* **Task description**
Please reproduce the material below word for word, leaving out the pictures.

* **Material for this task**

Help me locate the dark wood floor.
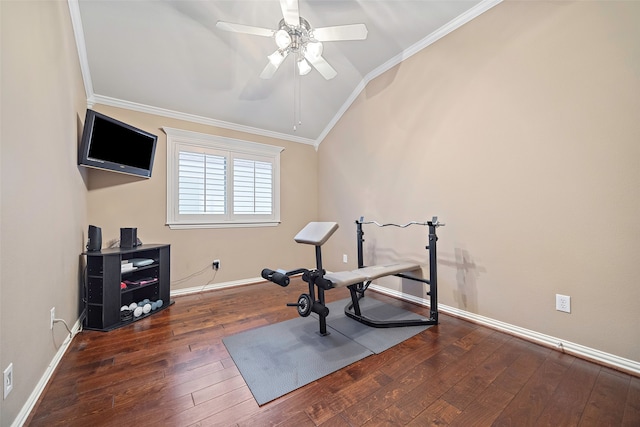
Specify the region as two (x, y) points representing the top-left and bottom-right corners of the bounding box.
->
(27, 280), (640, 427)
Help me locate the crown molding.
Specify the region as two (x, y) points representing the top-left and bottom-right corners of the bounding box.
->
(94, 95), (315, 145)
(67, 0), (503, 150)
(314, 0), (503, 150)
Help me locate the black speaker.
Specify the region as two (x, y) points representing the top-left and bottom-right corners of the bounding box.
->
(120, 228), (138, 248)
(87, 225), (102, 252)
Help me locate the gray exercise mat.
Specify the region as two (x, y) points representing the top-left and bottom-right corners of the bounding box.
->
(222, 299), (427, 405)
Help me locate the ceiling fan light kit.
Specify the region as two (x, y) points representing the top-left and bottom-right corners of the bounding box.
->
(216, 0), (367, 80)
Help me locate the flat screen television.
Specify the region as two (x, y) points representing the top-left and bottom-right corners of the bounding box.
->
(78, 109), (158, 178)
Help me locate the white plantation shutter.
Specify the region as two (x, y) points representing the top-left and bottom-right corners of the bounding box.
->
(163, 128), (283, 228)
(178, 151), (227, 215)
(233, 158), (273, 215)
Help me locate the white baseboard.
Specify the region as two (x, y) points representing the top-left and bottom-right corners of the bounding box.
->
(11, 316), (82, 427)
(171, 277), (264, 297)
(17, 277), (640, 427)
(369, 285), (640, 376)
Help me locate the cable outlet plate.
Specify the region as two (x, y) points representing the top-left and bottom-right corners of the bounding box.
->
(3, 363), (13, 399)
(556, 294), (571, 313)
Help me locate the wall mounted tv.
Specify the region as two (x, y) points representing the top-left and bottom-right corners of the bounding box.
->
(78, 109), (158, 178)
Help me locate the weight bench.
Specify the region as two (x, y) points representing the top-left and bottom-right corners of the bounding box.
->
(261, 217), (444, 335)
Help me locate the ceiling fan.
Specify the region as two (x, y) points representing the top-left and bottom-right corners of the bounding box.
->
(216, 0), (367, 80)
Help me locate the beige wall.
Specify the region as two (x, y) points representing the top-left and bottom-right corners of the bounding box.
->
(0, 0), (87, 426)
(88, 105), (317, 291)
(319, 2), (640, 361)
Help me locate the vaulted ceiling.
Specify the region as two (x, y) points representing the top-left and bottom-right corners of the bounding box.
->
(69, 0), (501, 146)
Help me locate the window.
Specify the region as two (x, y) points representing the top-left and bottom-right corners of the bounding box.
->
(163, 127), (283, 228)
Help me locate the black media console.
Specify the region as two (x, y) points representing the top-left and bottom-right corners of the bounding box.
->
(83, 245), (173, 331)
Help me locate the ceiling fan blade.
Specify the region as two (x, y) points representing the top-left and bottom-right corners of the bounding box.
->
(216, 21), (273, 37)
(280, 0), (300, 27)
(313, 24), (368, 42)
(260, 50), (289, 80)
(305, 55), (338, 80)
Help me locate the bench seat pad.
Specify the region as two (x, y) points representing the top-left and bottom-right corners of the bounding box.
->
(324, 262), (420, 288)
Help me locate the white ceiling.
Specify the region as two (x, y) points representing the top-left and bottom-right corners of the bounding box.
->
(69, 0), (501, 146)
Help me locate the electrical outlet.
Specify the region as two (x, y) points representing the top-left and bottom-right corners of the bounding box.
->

* **Answer**
Help me locate the dark wood floor.
Specify the region as two (x, y) points representing the top-left and bottom-right corners of the bounding box.
->
(27, 280), (640, 427)
Help me locate the crown molding.
Specify the region as two (x, y) points representing the top-left and bottom-right corners of the bounding box.
->
(94, 95), (315, 145)
(67, 0), (503, 150)
(314, 0), (503, 150)
Help me locate the black speaker.
Specify the region as two (x, y) points representing the top-left and bottom-right corners of the bounding box.
->
(120, 228), (138, 248)
(87, 225), (102, 252)
Help me locate the gray exercise mat.
Specify the region as two (x, y) points representing the top-left and bottom-right corners of the bounding box.
->
(222, 299), (427, 405)
Help me locate the ceiling fan light kit.
Specify the region as two (x, y) points representing the top-left and bottom-right corners of the bounding box.
->
(216, 0), (367, 80)
Help me locate the flat screen television.
Specify the region as two (x, y) points representing the top-left and bottom-right corners of the bounding box.
->
(78, 109), (158, 178)
Help me locate the white plantation shutter.
Specify the region as two (x, y) points representing the top-left and bottom-right corners of the bounding box.
->
(163, 128), (283, 228)
(178, 151), (227, 215)
(233, 158), (273, 215)
Help me locate the white baseboard.
Specify the region as two (x, y) points representing the top-left and bottom-right corners of the bounding box.
->
(11, 316), (82, 427)
(171, 277), (264, 297)
(17, 277), (640, 427)
(369, 285), (640, 376)
Help me locate the cable outlet plate.
Specify the region as two (x, y) points representing the top-left and bottom-right corners of the bounding box.
->
(3, 363), (13, 399)
(556, 294), (571, 313)
Help me locate the wall mounted tv.
Specify the region as two (x, y) points representing the top-left and bottom-right corners of the bounding box.
->
(78, 109), (158, 178)
Help me locate the weight bench.
Specify the region as two (x, y) points representing the top-left and bottom-right corners of the bounding box.
->
(261, 217), (444, 335)
Help me locate the ceiling fan.
Specify the region as two (x, y) points representing the top-left and bottom-right corners of the bounding box.
->
(216, 0), (367, 80)
Help me locate the beige wall.
Specify the region as two (x, y) points representing the top-left and bottom-right corners of the bounding box.
->
(0, 0), (87, 426)
(88, 105), (317, 291)
(319, 2), (640, 361)
Help me locate the vaulted ceiling.
Specify the region as two (x, y) points representing the top-left and bottom-right corners of the bounding box.
->
(69, 0), (501, 146)
Help me locate the window.
Specify the region as two (x, y) points representing the top-left and bottom-right corners of the bounding box.
->
(163, 127), (283, 228)
Help me locate the black media console.
Specify the region as two (x, y) points representing the top-left and bottom-right corners of the bounding box.
->
(83, 245), (173, 331)
Help me locate the ceiling fan blade.
Specify the region as two (x, y) points representing the top-left and bottom-right corners of the bounding box.
->
(216, 21), (273, 37)
(280, 0), (300, 27)
(313, 24), (368, 42)
(260, 50), (289, 80)
(305, 55), (338, 80)
Help me locate the bench seat pad.
Specify the region as two (x, y) points representing the top-left and bottom-right corners of the bounding box.
->
(324, 262), (420, 288)
Help me locate the white ceiling.
Specify the region as two (x, y) points representing the top-left and bottom-right corners of the bounding box.
->
(69, 0), (501, 146)
Help me locate the electrical outlet.
Specify the region as two (x, y) points representing the top-left and bottom-right corners of the bounding box.
->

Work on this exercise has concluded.